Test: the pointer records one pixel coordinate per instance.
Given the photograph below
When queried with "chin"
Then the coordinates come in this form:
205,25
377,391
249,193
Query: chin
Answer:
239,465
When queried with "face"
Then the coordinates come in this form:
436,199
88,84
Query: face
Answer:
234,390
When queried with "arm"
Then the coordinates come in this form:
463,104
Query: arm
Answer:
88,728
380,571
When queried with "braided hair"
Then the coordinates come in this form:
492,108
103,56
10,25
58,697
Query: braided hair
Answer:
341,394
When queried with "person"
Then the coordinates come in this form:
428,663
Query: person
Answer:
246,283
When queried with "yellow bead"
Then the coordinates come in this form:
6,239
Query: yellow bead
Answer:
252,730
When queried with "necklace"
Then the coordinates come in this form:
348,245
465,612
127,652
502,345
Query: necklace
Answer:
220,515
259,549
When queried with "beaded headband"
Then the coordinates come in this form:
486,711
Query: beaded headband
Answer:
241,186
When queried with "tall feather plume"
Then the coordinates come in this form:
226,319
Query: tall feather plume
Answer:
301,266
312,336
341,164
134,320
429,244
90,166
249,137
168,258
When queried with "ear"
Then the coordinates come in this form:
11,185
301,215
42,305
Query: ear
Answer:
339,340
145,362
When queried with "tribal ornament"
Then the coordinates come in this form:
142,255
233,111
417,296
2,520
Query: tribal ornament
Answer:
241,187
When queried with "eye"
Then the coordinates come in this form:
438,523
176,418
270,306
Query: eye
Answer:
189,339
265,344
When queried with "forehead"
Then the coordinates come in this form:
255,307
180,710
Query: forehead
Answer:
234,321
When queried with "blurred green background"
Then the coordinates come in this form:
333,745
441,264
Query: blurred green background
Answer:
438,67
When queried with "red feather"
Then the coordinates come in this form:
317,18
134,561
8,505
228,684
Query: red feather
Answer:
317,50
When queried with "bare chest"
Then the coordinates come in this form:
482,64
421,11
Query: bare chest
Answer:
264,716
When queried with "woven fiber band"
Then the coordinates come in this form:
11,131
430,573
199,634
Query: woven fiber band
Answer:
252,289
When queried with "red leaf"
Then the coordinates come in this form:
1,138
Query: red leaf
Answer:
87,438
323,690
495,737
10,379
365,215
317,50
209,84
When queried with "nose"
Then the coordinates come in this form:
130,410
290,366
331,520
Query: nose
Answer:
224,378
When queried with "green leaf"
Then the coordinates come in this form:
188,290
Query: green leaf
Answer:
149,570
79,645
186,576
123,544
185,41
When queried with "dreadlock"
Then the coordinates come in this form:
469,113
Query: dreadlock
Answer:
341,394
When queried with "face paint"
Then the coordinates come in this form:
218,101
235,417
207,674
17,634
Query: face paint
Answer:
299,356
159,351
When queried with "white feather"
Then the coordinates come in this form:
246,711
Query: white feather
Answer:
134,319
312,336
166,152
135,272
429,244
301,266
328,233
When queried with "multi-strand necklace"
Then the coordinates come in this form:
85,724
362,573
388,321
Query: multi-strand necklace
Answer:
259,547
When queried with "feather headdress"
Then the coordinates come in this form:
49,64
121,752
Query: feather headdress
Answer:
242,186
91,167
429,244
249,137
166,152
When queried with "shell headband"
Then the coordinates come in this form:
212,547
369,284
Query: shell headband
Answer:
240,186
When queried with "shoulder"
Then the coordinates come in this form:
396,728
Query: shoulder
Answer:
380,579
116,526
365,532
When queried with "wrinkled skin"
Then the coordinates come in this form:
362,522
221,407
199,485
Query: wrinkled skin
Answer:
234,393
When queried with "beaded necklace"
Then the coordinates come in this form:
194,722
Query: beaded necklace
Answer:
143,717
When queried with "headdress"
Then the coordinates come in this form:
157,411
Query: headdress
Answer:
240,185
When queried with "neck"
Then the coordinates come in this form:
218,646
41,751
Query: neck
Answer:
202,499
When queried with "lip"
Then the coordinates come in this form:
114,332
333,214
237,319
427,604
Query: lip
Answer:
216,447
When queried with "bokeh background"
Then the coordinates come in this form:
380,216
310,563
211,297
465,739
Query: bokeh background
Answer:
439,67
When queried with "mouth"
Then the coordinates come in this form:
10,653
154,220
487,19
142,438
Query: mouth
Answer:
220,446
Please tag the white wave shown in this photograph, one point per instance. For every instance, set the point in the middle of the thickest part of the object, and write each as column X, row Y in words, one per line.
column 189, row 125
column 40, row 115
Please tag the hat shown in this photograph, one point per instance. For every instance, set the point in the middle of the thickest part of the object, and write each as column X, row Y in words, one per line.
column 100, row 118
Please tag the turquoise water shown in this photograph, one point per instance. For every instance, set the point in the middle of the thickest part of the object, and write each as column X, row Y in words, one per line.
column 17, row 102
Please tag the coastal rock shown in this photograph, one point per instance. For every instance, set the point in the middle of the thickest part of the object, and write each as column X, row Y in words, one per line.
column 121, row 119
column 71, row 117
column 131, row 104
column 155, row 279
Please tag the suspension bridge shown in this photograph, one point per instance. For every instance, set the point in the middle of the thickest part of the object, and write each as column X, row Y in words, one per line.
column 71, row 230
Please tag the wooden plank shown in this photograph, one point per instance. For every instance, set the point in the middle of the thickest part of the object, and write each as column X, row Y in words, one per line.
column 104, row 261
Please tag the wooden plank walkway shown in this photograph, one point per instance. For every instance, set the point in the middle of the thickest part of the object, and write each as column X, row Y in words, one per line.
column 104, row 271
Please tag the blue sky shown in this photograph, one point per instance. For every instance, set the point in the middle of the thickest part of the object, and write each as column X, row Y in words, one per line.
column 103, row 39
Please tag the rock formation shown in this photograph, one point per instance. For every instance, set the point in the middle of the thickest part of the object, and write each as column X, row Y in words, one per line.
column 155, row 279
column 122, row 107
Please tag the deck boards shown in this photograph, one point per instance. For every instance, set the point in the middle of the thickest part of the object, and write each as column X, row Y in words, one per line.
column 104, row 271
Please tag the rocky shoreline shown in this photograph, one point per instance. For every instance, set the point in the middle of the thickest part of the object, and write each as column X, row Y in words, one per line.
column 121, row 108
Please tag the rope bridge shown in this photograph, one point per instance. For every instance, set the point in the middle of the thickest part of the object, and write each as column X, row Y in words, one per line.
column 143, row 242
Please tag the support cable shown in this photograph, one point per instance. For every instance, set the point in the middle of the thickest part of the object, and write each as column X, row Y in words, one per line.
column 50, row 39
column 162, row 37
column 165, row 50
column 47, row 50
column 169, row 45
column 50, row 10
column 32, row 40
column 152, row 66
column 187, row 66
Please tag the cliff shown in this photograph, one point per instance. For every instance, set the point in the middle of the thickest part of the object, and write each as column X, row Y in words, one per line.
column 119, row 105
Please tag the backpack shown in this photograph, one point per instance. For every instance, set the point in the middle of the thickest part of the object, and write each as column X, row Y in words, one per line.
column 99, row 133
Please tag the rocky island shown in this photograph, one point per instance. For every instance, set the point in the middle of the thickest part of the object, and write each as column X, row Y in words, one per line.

━━━━━━━━━━━━━━━━━━━━━━━━━━━━━━

> **Goal of the exercise**: Put the lines above into a JSON list of strings, with one string per line and blank lines left out.

> **The solution**:
[
  "Test: the pointer records one pixel coordinate per instance.",
  "Given the photograph below",
  "When queried with \"chin\"",
  "Then the coordinates come in this form:",
  "205,25",
  "377,391",
  "249,193",
  "Query: chin",
  "Answer:",
  "239,465",
  "When queried with \"face\"",
  "Then the coordinates come in this form:",
  "436,199",
  "88,84",
  "Query: face",
  "Answer:",
  "234,390",
  "When queried with \"arm\"",
  "Then the coordinates come in this form:",
  "463,104",
  "Query: arm",
  "Answer:",
  "88,728",
  "380,571",
  "When queried with \"braided hair\"",
  "Then the coordinates come in this form:",
  "492,108",
  "103,56",
  "10,25",
  "58,697",
  "Query: braided hair",
  "Answer:",
  "341,394",
  "When queried with \"person\"",
  "Then the coordinates come in this form:",
  "428,663",
  "Query: person",
  "Answer:",
  "246,283",
  "When queried with \"yellow bead\"",
  "Then the coordinates come in this form:",
  "6,239",
  "Query: yellow bead",
  "Answer:",
  "252,730",
  "When queried with \"necklace\"",
  "Then the coordinates come in this form:",
  "348,245",
  "465,612",
  "127,652",
  "502,345",
  "Query: necklace",
  "Answer:",
  "220,515",
  "259,549",
  "When queried with \"beaded headband\"",
  "Then the coordinates come in this form:",
  "486,711",
  "Query: beaded headband",
  "Answer:",
  "241,186",
  "When queried with \"tall feather plume\"",
  "Then the coordinates come in this form:",
  "226,319",
  "Query: tall feather plume",
  "Answer:",
  "301,266",
  "312,336",
  "341,164",
  "134,320",
  "429,244",
  "90,166",
  "249,137",
  "168,258",
  "When queried with \"ear\"",
  "Then the coordinates come in this form:",
  "11,185",
  "301,215",
  "42,305",
  "Query: ear",
  "Answer:",
  "339,340",
  "145,362",
  "When queried with \"tribal ornament\"",
  "Then the coordinates come in this form:",
  "142,255",
  "233,111",
  "417,296",
  "2,520",
  "Query: tribal ornament",
  "Answer:",
  "241,187",
  "When queried with \"eye\"",
  "Then the coordinates come in this form:",
  "438,523",
  "176,418",
  "270,306",
  "Query: eye",
  "Answer:",
  "189,339",
  "265,344",
  "When queried with \"forehead\"",
  "Then the coordinates come in this form:",
  "255,307",
  "180,710",
  "Query: forehead",
  "Answer:",
  "234,321",
  "When queried with \"blurred green background\"",
  "Then the coordinates come in this form:",
  "333,745",
  "441,264",
  "Query: blurred green background",
  "Answer:",
  "438,67",
  "When queried with \"red feather\"",
  "Then the coordinates come in this form:",
  "317,18",
  "134,561",
  "8,505",
  "228,684",
  "Query: red feather",
  "Answer:",
  "317,50",
  "When queried with \"bare chest\"",
  "Then the coordinates come in this form:",
  "482,64",
  "421,11",
  "Query: bare chest",
  "Answer:",
  "264,716",
  "When queried with \"woven fiber band\"",
  "Then the coordinates come in this form:",
  "11,131",
  "430,573",
  "199,634",
  "Query: woven fiber band",
  "Answer:",
  "252,289",
  "When queried with \"red leaf\"",
  "Then the coordinates come in this form:",
  "1,138",
  "Query: red leaf",
  "Answer:",
  "87,438",
  "323,690",
  "495,737",
  "10,379",
  "365,215",
  "317,50",
  "209,84",
  "When queried with \"nose\"",
  "Then the coordinates come in this form:",
  "130,410",
  "290,366",
  "331,520",
  "Query: nose",
  "Answer:",
  "224,378",
  "When queried with \"green leaf\"",
  "Then the coordinates come in this form:",
  "188,290",
  "Query: green leaf",
  "Answer:",
  "149,570",
  "79,645",
  "186,576",
  "123,544",
  "185,41",
  "When queried with \"dreadlock\"",
  "Then the coordinates come in this form:",
  "469,113",
  "Query: dreadlock",
  "Answer:",
  "341,394",
  "When queried with \"face paint\"",
  "Then the coordinates come in this form:",
  "218,101",
  "235,417",
  "207,674",
  "17,634",
  "Query: face paint",
  "Answer:",
  "299,356",
  "159,351",
  "When queried with \"white feather\"",
  "Then the coordinates come in this form:",
  "246,711",
  "Query: white feather",
  "Answer:",
  "134,319",
  "312,336",
  "166,152",
  "135,272",
  "429,244",
  "301,266",
  "328,233",
  "When queried with \"multi-strand necklace\"",
  "Then the coordinates come in this form:",
  "85,724",
  "362,573",
  "388,321",
  "Query: multi-strand necklace",
  "Answer:",
  "259,547",
  "When queried with \"feather headdress\"",
  "Then the coordinates come in this form:",
  "49,64",
  "121,752",
  "Query: feather headdress",
  "Answer:",
  "242,186",
  "91,167",
  "429,244",
  "249,137",
  "166,152",
  "When queried with \"shell headband\"",
  "Then the coordinates come in this form:",
  "212,547",
  "369,284",
  "Query: shell headband",
  "Answer:",
  "240,186",
  "When queried with \"shoulder\"",
  "Then the coordinates come in this form:",
  "396,728",
  "Query: shoulder",
  "Answer:",
  "380,579",
  "116,526",
  "365,532",
  "When queried with \"wrinkled skin\"",
  "Then the coordinates come in this form:",
  "362,522",
  "221,407",
  "199,485",
  "Query: wrinkled skin",
  "Answer:",
  "234,393",
  "When queried with \"beaded necklace\"",
  "Then the coordinates come in this form:",
  "194,722",
  "Query: beaded necklace",
  "Answer:",
  "143,717",
  "When queried with \"headdress\"",
  "Then the coordinates come in this form:",
  "157,411",
  "Query: headdress",
  "Answer:",
  "240,185",
  "When queried with \"neck\"",
  "Then the coordinates come in this form:",
  "218,646",
  "41,751",
  "Query: neck",
  "Answer:",
  "202,499",
  "When queried with \"lip\"",
  "Then the coordinates come in this form:",
  "114,332",
  "333,214",
  "237,319",
  "427,604",
  "Query: lip",
  "Answer:",
  "216,447",
  "When queried with \"bokeh background\"",
  "Then the coordinates come in this form:",
  "380,216",
  "310,563",
  "211,297",
  "465,739",
  "Query: bokeh background",
  "Answer:",
  "439,67",
  "When queried with \"mouth\"",
  "Then the coordinates come in this form:",
  "10,653",
  "154,220",
  "487,19",
  "142,438",
  "Query: mouth",
  "Answer:",
  "220,446",
  "Please tag the white wave shown in this photograph, one point per instance. For every instance, set the point in the middle of the thickest part of the object, and write each as column X, row Y in words, one per line.",
  "column 189, row 125",
  "column 40, row 115",
  "Please tag the hat shown in this photograph, one point per instance. For every instance, set the point in the middle of the thickest part of the object, and write each as column X, row Y in words, one per line.",
  "column 100, row 118",
  "Please tag the turquoise water shown in this photograph, one point per instance. For every instance, set the point in the middle of the thickest part of the object, and write each as column X, row Y in words, one per line.",
  "column 17, row 102",
  "Please tag the coastal rock shown in this photograph, one point per instance. For every instance, set the point in the middle of the thickest part of the object, and write each as column X, row Y in words, one per line.",
  "column 121, row 119",
  "column 71, row 117",
  "column 131, row 104",
  "column 155, row 279",
  "Please tag the suspension bridge shown in this photograph, one point per instance. For every instance, set the point in the middle of the thickest part of the object, and write each as column X, row Y in words, one per line.",
  "column 71, row 230",
  "Please tag the wooden plank shown in this photograph, one point per instance. For every instance, set the point in the middle of the thickest part of the object, and write each as column X, row Y in words, one per line.",
  "column 104, row 261",
  "Please tag the wooden plank walkway shown in this photograph, one point per instance. For every instance, set the point in the middle of the thickest part of the object, and write each as column X, row Y in words, one per line.",
  "column 104, row 271",
  "Please tag the blue sky shown in this photograph, one point per instance. For every instance, set the point in the middle of the thickest part of the object, and write each as column X, row Y in words, one per line.",
  "column 103, row 39",
  "Please tag the rock formation shown in this photograph, one point per instance. For every instance, set the point in the middle of the thickest part of the object, and write each as column X, row Y in words, one per line.",
  "column 155, row 279",
  "column 122, row 107",
  "Please tag the deck boards shown in this photograph, one point per instance. For every instance, set the point in the middle of the thickest part of the object, and write each as column X, row Y in words, one per line.",
  "column 104, row 271",
  "Please tag the rocky shoreline shown in this photograph, one point per instance. For every instance, set the point in the middle of the thickest part of the object, and write each as column X, row Y in words, one per line.",
  "column 121, row 108",
  "Please tag the rope bridge shown in this photograph, one point per instance. For every instance, set the point in the middle of the thickest part of the object, and write each as column X, row Y in words, one per line.",
  "column 143, row 242",
  "Please tag the support cable shown in this photograph, one point per instance. For every instance, set the point in the middle of the thickest part of the object, and write each as column X, row Y in words, one per line.",
  "column 50, row 39",
  "column 162, row 37",
  "column 165, row 50",
  "column 47, row 50",
  "column 169, row 45",
  "column 50, row 10",
  "column 32, row 40",
  "column 152, row 66",
  "column 187, row 66",
  "Please tag the cliff shown in this photograph, one point per instance. For every instance, set the point in the middle of the thickest part of the object, and write each as column X, row Y in words, one per line.",
  "column 119, row 105",
  "Please tag the backpack shown in this photograph, one point per instance. For every instance, set the point in the middle of the thickest part of the object, and write each as column X, row Y in words, one per line.",
  "column 99, row 133",
  "Please tag the rocky island shown in this photograph, one point per instance. For every instance, set the point in the middle of the thickest part of the object, and write each as column X, row Y in words, one per line."
]